Page text:
Tours allow for differing abilities while sampling a variety of mostly intermediate runs like Toni Matt, named for the famous Austrian racer who ran the ski school a half-century ago.
Snow Ambassador Doug Dye points out some super steeps from the top of the mountain called North Bowl Chute.
“NBC chute isn’t for the faint of heart, and what happens in NBC stays in NBC,” he declares.
He’s a retired teacher who grew up here and undoubtedly knows every hidden powder glade on Whitefish Mountain Resort. His favorite? “The one I just finished, soon to be replaced by the one I’m about to do. And Good Medicine with fresh powder is always tough to beat.”
This winter, even visitors can feel like locals with the purchase of the “December and Beyond Package,” that will keep them coming back for $40 tickets all year long—a regularly priced ticket is $61 per day.
It’s a screaming deal, a Ski and Stay in the Hibernation House for $70/person/day or an Edelweiss Condo for $99/person/day any time between Dec. 4-24. The resort throws in a free Frequent Skier Card for unlimited $40 lift tickets for the rest of the season.
Yet Whitefish is not just about sliding on snow. Named for the splashy native piscatory critter, the “whitefish,” the resort town on Whitefish Lake celebrated a 100th birthday in 2005. The town’s dedication became official in April 1905 when Whitefish became an incorporated burg just as the Great Northern Railway chugged into town en route to the Pacific.
The town’s 36-hole golf course, which during winter is called Glacier Nordic Center, provides some of the most delightful groomed cross-country skiing in Montana. Just outside town is the Stillwater Mountain Lodge’s Nordic trails where dogs are welcome with their well-mannered masters. Glacier National Park is only 45 minutes away with a million acres to explore.
Snowshoeing, ice skating, dog sledding and snowmobiling entice families off the slopes for other adventures. Outfitters, locations and rental information are available at www.explorewhitefish.com, the grand web site for everything Whitefish.

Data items
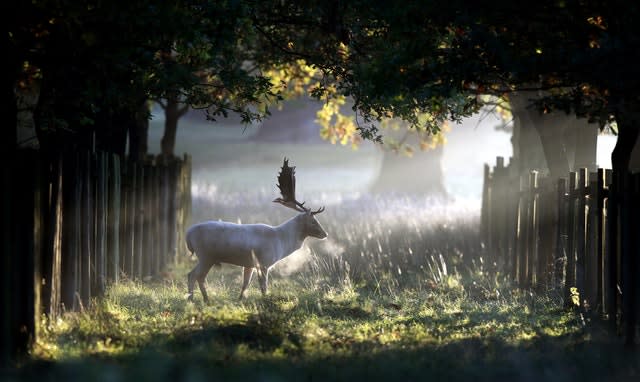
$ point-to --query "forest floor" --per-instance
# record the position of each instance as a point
(388, 296)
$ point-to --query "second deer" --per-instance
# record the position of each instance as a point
(255, 247)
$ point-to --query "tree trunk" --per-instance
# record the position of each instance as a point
(627, 139)
(582, 142)
(8, 113)
(173, 111)
(420, 173)
(551, 129)
(139, 133)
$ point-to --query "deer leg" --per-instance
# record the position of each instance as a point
(201, 277)
(246, 279)
(191, 281)
(199, 273)
(263, 277)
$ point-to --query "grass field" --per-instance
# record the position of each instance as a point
(397, 292)
(400, 290)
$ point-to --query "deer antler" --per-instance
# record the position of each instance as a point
(287, 186)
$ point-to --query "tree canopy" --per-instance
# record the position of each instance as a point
(404, 60)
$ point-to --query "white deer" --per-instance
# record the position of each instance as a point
(252, 246)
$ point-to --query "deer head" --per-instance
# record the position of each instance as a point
(287, 186)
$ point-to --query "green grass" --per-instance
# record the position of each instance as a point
(401, 290)
(457, 328)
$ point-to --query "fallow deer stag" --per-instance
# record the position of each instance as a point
(252, 246)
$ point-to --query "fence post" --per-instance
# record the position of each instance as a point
(138, 236)
(523, 232)
(570, 272)
(560, 262)
(101, 223)
(547, 227)
(602, 240)
(628, 249)
(611, 261)
(113, 224)
(484, 212)
(86, 251)
(580, 234)
(592, 238)
(533, 241)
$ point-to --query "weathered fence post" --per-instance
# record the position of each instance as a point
(523, 233)
(628, 255)
(612, 260)
(138, 236)
(113, 218)
(86, 252)
(603, 240)
(101, 223)
(570, 271)
(72, 195)
(580, 234)
(561, 255)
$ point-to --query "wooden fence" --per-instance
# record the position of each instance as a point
(576, 234)
(73, 223)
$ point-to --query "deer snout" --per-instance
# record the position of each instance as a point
(318, 232)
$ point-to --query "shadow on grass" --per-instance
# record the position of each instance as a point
(206, 355)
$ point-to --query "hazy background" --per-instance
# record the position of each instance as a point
(229, 157)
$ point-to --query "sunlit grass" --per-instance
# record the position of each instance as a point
(399, 291)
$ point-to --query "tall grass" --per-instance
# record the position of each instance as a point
(399, 291)
(396, 238)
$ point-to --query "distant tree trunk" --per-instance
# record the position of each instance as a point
(420, 173)
(173, 111)
(556, 142)
(551, 130)
(8, 113)
(628, 132)
(139, 133)
(527, 147)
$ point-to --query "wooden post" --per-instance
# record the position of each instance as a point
(628, 258)
(612, 258)
(86, 251)
(113, 213)
(164, 206)
(532, 242)
(560, 263)
(484, 213)
(592, 238)
(7, 261)
(173, 207)
(547, 223)
(130, 225)
(55, 240)
(139, 222)
(147, 243)
(523, 233)
(101, 223)
(580, 232)
(570, 272)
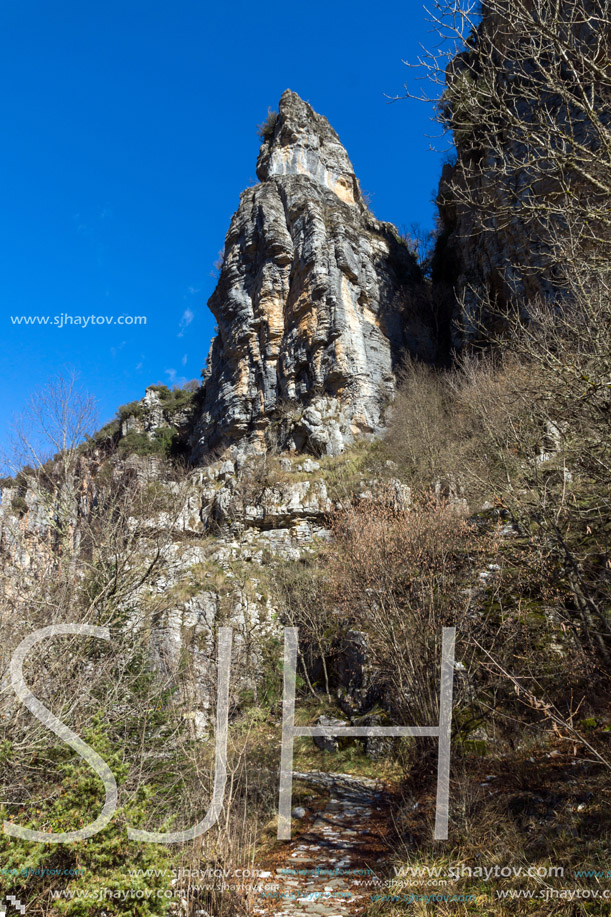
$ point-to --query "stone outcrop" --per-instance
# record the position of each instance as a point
(316, 304)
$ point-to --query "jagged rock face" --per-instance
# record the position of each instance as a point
(316, 303)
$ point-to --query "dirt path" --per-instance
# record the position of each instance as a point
(327, 869)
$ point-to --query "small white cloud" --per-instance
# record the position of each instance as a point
(185, 321)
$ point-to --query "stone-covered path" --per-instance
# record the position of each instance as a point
(328, 869)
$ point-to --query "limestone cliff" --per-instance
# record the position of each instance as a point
(316, 304)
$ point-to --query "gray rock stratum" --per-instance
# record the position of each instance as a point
(316, 304)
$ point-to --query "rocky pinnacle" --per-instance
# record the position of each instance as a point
(317, 303)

Check your understanding:
A: Rewrite everything in the Whitefish article from "Snowshoeing, ice skating, dog" down to "for everything Whitefish.", changing "dog sledding" to "sleigh riding".
B: According to the Whitefish article, what is the price of a regularly priced day ticket?
C: How would you continue the Whitefish article from the point where it ends?
The material stands apart from the Whitefish article.

Activity answers:
A:
Snowshoeing, ice skating, sleigh riding and snowmobiling entice families off the slopes for other adventures. Outfitters, locations and rental information are available at www.explorewhitefish.com, the grand web site for everything Whitefish.

B: $61 per day.

C:
In town, the library, cultural arts facility, ice rink and aquatic center join the Stumptown Historical Society Museum in the Great Northern Railway Depot as fashionable $15 million community efforts that offer events and activities for visitors.
Downtown eateries and dry goods shops line Central Avenue, also home to nightlife and occasional wildlife such as the Yetis that venture down from the mountain during the annual February Winter Carnival of parades, ski races and general merriment.
Soft pillows and down comforters await snow lovers at places like the historic Garden Wall B&B, The Hidden Moose Lodge and the elegant Whitefish Lake Lodge which offers lakeside rooms with mountain views. The Whitefish Lake Lodge is home to the Boat Club Restaurant and Lounge known for Montana classics such as Cowboy Rib Steak or Montana Buffalo.
A downtown don’t-miss restaurant is Pescado Blanco, which serves “mountain Mexican” an exciting merging of northern Rockies favorites with southern Mexican spices for a special like the namesake Pescado Blanco, grilled seasoned Mahi Mahi topped with an avocado-orange salsa, red cabbage and chipotle crema, and served on handmade corn tortillas. Desserts cannot be passed up: Mud Pie, a Mexican chocolate crust filled with coffee ice cream and topped with toasted almonds and fudge.
Whitefish has it all: winter’s finest snows, the nightlife, ski life and other recreation in this glacier-gouged valley in the land of the shining mountains.
Getting There: Whitefish is about a 5-hour drive from Spokane via I-90 and Montana Highway 135 at St. Regis. Follow U.S. 135 from St. Regis to Highway 200. Turn left at Highway 200 towards Plains. Just prior to Plains look for Highway 28 on the right to Kalispell and Glacier National Park. Turn right at Highway 28 and follow past Hot Springs, Montana to the Intersection of Highway 93 at Elmo on Flathead Lake. Follow Highway 93 to the right (north) through Kalispell and continue north to Whitefish.